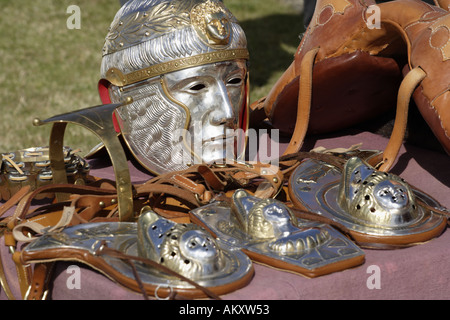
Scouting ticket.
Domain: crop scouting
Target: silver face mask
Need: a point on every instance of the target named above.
(182, 66)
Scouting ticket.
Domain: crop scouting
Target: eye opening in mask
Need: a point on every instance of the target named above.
(198, 87)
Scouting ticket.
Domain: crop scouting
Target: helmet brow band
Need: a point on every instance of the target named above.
(116, 77)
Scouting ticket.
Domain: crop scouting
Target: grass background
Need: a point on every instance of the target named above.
(47, 69)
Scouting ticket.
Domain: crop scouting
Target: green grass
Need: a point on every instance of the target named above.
(47, 69)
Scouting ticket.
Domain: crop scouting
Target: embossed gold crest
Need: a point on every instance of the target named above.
(211, 20)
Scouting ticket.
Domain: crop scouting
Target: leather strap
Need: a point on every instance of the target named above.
(39, 283)
(407, 87)
(304, 102)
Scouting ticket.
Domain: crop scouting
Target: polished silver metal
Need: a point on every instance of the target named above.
(364, 200)
(267, 227)
(168, 243)
(183, 64)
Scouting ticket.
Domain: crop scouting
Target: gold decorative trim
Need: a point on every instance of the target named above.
(117, 78)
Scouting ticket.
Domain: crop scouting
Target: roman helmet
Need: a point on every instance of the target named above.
(180, 69)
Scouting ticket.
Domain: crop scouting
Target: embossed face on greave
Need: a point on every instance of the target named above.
(183, 66)
(374, 197)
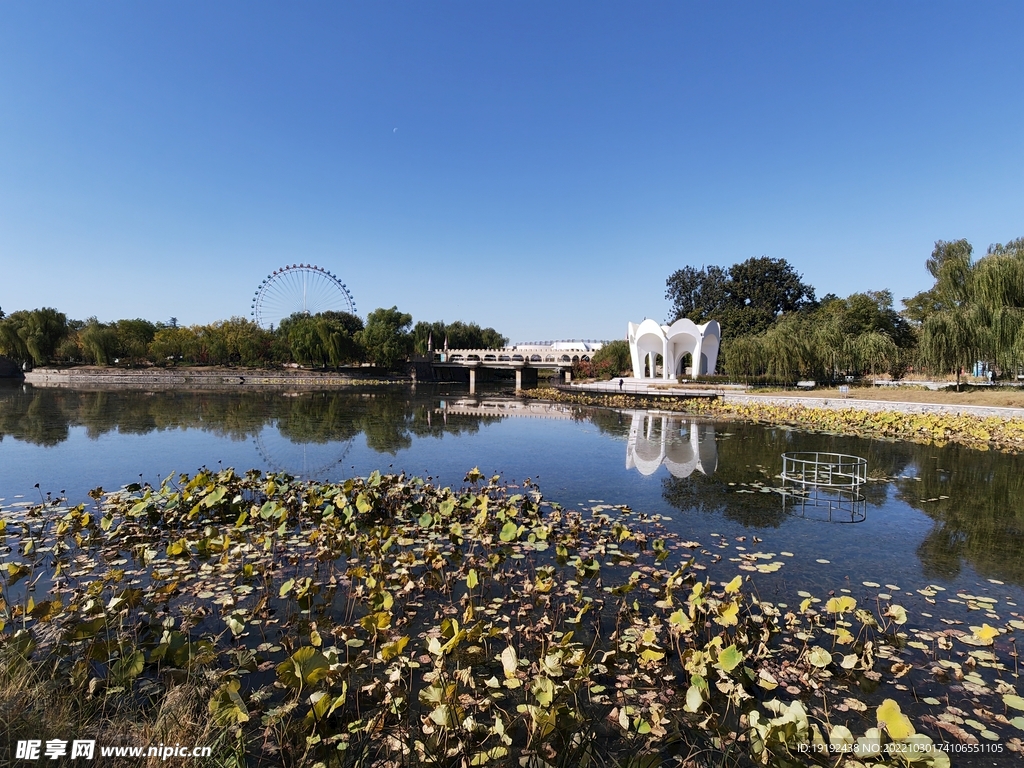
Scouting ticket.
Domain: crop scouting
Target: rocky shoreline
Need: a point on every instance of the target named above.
(201, 378)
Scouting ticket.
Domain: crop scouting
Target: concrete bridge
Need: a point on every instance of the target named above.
(520, 358)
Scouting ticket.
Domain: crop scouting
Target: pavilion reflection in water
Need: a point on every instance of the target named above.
(682, 444)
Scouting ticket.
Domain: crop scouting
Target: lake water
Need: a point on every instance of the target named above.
(947, 516)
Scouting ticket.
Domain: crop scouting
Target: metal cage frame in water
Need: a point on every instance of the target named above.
(818, 482)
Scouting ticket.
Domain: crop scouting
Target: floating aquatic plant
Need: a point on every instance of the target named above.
(386, 621)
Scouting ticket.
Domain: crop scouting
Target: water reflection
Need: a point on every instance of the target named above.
(680, 443)
(966, 505)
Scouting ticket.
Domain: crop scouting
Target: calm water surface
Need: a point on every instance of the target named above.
(947, 516)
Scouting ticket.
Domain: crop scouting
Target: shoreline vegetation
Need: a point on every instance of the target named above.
(978, 432)
(385, 621)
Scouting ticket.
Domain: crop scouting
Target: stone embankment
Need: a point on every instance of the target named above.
(981, 427)
(201, 378)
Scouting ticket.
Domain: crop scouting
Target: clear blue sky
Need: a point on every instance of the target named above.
(537, 167)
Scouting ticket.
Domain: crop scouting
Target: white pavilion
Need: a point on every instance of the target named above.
(674, 343)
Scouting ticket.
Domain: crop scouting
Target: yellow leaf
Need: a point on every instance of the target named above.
(895, 722)
(843, 604)
(985, 634)
(728, 615)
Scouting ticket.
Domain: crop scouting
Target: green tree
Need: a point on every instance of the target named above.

################

Omit the pictures and give the material again, exactly and in full.

• _EXERCISE OUTPUT_:
Scouting ticket.
Domain: crop scouting
Target: silver face mask
Need: a point on every instance of the target named above.
(182, 66)
Scouting ticket.
Domain: crop scouting
Target: eye opening in mask
Need: a point on every instance of the target named above.
(198, 87)
Scouting ticket.
Domain: crop scouting
Target: helmet brow band
Need: a point on every instance of the target named above.
(116, 77)
Scouting ticket.
Domain: crop scouting
Target: grass background
Need: a point on every instance of the target named above.
(47, 69)
Scouting ticket.
Domain: crop scouting
Target: green grass
Need: a point on every instance of the target named above.
(47, 69)
Scouting ticket.
Domain: crop scouting
Target: embossed gold crest
Need: a point on every instance of the target named above.
(211, 20)
Scouting ticket.
Domain: crop scouting
Target: leather strap
Need: a point on every instance of the target named above.
(39, 283)
(407, 87)
(304, 102)
Scouting ticket.
Domain: crop scouting
Target: polished silver metal
Need: a point on every instance of the target named above.
(364, 200)
(267, 227)
(168, 243)
(183, 64)
Scouting ticket.
Domain: crop scouting
Target: gold decorative trim
Need: a point on every instance of the target named above.
(117, 78)
Scouting ticket.
Domain: crop scouting
Target: roman helmet
Need: a point on every instance of the target named above.
(180, 69)
Scouting ticket.
Domain: crop scouting
Target: embossed face on greave
Need: a point on every instance of the target named above.
(183, 66)
(374, 197)
Scouting ticket.
Domain: crop scouting
Target: rocky shoreline
Need: a point on every instance of the target named above.
(201, 378)
Scouting ticket.
Domain: crop scouting
Target: concrete bridge
Need: a point on every instance of the target named above.
(520, 358)
Scouting ticket.
Domain: crop scouting
Target: pavilion reflection in water
Need: a point on every instance of the target named above.
(682, 444)
Scouting ticket.
Domain: crop scouting
Target: lake water
Need: a point on every instance of the target named above.
(947, 516)
Scouting ticket.
Domain: crop scouting
Target: metal cage frame in water
Need: a point on every instance of the target named above.
(818, 482)
Scouting ticket.
Domain: crop scouting
Target: floating aquatic plant
Need: a point on every instance of the target named above.
(386, 621)
Scouting ticket.
Domain: crop scouting
Target: water reflection
Need: a point on every instance of the target named above.
(680, 443)
(966, 505)
Scouting ticket.
Domain: crop scouting
Target: calm water surface
Need: a point on every instance of the target named above.
(947, 516)
Scouting ticket.
Domain: crop scouting
Target: shoreline vegetation
Need: a point on every instance of the target named above.
(978, 432)
(385, 621)
Scouting ticket.
Domain: crop scouting
Target: stone embankment
Need: a point on every instance of the target named above.
(981, 427)
(201, 378)
Scouting ticket.
Domain: crop scouting
Target: clear blue sky
Need: a point on every instance of the target named above.
(537, 167)
Scouting ticket.
Domain: crop scouting
Target: white pavilion
Need: a point on every instance of the target named above.
(674, 343)
Scouting ticket.
Domain: crop scouting
Target: yellow leaf
Need: a point on every instance of the target named above.
(895, 722)
(843, 604)
(985, 634)
(728, 615)
Scouting ticket.
Domain: crop scouting
Target: green tree
Need: a point on every instance of the target named above.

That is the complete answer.